* Begin *

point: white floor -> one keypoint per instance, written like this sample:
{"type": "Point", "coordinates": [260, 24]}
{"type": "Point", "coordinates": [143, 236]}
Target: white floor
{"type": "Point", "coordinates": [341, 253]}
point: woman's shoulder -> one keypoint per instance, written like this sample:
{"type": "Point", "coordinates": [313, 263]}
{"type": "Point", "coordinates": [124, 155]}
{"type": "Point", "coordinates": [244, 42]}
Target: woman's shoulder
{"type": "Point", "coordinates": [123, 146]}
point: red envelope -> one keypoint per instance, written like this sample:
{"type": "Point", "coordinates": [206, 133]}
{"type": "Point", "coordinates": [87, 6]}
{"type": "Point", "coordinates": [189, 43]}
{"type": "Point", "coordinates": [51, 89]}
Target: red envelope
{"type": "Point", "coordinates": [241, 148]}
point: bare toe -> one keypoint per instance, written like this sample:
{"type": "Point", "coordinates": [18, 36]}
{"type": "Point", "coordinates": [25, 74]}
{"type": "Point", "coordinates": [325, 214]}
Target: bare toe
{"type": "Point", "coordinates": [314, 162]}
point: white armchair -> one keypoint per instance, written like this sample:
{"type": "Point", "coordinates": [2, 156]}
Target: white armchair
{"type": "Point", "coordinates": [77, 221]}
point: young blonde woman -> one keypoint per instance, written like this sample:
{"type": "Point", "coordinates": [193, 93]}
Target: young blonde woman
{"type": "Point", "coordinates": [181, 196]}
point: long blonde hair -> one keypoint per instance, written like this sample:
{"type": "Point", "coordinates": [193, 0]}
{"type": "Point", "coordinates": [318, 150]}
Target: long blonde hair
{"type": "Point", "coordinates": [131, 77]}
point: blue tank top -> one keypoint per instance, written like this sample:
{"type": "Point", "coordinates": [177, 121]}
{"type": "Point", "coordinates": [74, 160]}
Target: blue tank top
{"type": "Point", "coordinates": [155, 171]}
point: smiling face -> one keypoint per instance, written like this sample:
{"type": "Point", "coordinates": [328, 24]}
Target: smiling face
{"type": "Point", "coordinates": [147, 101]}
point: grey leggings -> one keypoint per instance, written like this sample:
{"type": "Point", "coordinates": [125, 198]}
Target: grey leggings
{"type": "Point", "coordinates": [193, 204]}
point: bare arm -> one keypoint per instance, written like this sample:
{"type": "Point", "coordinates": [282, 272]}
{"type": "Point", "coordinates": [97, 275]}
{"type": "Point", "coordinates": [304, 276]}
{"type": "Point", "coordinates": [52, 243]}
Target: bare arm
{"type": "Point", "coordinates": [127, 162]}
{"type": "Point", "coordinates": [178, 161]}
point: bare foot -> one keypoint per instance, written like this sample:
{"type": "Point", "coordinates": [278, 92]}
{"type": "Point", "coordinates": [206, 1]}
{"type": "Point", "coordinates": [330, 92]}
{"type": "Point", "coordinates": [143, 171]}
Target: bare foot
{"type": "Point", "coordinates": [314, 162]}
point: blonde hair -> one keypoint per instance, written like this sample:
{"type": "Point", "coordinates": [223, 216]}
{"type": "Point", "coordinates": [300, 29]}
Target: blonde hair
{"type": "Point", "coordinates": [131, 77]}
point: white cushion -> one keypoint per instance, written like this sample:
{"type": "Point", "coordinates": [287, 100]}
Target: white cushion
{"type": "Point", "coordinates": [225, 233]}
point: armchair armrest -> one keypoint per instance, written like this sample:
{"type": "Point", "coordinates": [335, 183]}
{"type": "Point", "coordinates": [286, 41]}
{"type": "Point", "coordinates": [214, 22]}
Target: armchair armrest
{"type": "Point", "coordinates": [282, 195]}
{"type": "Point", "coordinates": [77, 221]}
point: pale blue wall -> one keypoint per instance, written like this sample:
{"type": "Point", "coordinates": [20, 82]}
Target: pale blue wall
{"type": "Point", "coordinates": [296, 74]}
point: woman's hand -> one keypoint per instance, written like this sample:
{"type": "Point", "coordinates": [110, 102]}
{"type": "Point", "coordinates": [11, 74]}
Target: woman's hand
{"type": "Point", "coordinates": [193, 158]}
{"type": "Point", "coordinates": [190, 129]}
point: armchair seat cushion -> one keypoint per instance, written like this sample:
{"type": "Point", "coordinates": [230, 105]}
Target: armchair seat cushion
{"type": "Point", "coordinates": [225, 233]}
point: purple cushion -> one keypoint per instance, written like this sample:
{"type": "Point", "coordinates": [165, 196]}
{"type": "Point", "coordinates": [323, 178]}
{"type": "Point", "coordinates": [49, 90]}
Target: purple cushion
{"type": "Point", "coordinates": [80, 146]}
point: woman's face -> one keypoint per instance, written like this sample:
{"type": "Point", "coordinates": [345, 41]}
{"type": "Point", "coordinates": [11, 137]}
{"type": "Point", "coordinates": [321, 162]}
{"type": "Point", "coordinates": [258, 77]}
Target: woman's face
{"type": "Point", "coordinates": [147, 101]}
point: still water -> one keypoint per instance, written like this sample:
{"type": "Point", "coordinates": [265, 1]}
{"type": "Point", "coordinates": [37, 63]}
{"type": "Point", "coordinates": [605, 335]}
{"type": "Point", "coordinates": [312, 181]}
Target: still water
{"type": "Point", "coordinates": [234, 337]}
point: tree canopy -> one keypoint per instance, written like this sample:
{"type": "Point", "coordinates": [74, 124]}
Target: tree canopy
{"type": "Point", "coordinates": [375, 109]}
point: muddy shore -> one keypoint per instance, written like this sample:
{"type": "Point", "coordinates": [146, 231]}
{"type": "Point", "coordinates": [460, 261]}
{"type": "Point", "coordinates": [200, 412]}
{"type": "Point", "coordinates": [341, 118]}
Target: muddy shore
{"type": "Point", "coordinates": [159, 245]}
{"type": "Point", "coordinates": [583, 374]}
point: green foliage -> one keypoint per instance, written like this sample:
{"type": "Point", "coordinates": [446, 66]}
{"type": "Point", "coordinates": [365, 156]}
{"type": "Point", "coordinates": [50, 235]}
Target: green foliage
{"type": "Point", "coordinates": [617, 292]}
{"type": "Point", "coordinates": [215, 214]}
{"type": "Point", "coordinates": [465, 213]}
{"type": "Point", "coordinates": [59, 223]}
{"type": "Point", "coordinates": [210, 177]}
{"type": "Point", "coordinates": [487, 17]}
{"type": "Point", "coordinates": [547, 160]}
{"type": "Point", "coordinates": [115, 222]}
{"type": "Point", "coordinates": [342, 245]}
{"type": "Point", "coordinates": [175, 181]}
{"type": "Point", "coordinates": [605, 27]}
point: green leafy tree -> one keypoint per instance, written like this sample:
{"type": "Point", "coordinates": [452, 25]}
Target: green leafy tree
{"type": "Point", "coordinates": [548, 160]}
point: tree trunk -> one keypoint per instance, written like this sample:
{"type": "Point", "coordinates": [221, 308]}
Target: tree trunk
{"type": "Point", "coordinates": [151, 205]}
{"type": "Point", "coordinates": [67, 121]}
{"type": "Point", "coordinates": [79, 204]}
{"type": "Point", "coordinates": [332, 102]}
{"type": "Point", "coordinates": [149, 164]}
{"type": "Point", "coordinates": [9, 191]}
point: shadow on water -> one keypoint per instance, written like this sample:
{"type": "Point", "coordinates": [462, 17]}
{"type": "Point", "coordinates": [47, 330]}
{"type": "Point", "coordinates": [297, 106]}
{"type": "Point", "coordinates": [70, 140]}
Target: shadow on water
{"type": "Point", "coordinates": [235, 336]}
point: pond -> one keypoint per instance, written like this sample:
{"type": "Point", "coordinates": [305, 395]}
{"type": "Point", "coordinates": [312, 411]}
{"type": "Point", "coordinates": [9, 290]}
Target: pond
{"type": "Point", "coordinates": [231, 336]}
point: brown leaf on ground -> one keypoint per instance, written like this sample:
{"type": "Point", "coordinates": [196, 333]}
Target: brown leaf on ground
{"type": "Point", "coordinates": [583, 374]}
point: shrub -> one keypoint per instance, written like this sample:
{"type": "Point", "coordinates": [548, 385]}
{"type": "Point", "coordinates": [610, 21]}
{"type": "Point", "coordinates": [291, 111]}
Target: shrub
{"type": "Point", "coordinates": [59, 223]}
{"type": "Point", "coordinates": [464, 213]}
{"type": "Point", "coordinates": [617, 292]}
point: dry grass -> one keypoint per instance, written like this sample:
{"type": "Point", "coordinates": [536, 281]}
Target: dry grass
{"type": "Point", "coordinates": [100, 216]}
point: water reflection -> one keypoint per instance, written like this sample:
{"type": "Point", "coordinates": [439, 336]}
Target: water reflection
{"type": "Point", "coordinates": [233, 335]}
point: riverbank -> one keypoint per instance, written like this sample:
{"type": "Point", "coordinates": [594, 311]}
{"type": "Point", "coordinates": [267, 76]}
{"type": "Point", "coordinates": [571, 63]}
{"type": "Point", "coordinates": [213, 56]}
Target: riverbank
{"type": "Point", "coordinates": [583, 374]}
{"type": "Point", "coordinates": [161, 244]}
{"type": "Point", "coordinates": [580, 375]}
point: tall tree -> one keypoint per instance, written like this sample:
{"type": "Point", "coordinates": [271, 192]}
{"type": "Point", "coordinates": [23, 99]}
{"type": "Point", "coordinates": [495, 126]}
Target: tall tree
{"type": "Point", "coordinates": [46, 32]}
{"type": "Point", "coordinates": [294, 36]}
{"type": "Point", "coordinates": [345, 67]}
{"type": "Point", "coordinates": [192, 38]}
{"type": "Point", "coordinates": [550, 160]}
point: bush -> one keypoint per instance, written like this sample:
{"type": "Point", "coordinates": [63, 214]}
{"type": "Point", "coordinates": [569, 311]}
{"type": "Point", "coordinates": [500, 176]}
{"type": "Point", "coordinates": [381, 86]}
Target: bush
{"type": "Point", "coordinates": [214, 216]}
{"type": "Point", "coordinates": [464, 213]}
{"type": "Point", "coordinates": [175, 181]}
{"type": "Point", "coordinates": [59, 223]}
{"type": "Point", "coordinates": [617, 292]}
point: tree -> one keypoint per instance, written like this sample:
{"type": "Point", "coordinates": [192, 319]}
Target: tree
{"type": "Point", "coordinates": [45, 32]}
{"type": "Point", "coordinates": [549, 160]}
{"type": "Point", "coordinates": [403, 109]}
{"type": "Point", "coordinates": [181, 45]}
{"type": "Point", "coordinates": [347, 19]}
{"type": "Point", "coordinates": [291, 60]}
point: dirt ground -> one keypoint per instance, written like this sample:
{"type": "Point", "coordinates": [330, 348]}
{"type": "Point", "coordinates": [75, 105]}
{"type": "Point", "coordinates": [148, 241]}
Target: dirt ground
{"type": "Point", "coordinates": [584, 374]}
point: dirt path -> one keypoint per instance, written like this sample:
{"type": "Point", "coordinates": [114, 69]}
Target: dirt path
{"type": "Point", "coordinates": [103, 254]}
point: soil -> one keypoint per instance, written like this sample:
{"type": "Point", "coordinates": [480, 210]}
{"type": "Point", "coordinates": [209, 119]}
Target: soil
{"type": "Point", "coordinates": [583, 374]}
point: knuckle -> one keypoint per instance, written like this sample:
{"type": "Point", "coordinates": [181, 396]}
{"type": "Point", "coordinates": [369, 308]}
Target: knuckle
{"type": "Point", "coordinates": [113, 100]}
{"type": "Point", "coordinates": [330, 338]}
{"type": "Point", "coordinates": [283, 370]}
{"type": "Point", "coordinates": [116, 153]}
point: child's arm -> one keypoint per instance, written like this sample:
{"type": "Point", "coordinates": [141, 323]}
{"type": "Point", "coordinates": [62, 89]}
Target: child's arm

* End *

→ **Instructions for the task**:
Can you write out the material again, from the line with "point: tree ->" through the end of the material, swapping "knuckle" for "fingertip" and leaving everything else unchanged?

→ **Completed task**:
point: tree -> one keypoint per instance, written like this sample:
{"type": "Point", "coordinates": [192, 319]}
Target: tree
{"type": "Point", "coordinates": [45, 32]}
{"type": "Point", "coordinates": [549, 160]}
{"type": "Point", "coordinates": [403, 109]}
{"type": "Point", "coordinates": [181, 45]}
{"type": "Point", "coordinates": [347, 19]}
{"type": "Point", "coordinates": [291, 60]}
point: dirt ground -> one keypoint per instance, written like this sample:
{"type": "Point", "coordinates": [330, 348]}
{"type": "Point", "coordinates": [75, 105]}
{"type": "Point", "coordinates": [148, 241]}
Target: dirt ground
{"type": "Point", "coordinates": [584, 374]}
point: dirt path -> one keypoint per instance, written like this sample:
{"type": "Point", "coordinates": [114, 69]}
Target: dirt path
{"type": "Point", "coordinates": [103, 254]}
point: soil -> one keypoint per instance, written like this sample:
{"type": "Point", "coordinates": [480, 210]}
{"type": "Point", "coordinates": [209, 119]}
Target: soil
{"type": "Point", "coordinates": [583, 374]}
point: fingertip -> one keypoint per instance, written like this sample:
{"type": "Point", "coordinates": [181, 396]}
{"type": "Point", "coordinates": [369, 308]}
Target: fingertip
{"type": "Point", "coordinates": [113, 100]}
{"type": "Point", "coordinates": [330, 338]}
{"type": "Point", "coordinates": [283, 370]}
{"type": "Point", "coordinates": [116, 153]}
point: child's arm -> one keypoint per instance, written like this sample:
{"type": "Point", "coordinates": [141, 323]}
{"type": "Point", "coordinates": [62, 89]}
Target: child's arm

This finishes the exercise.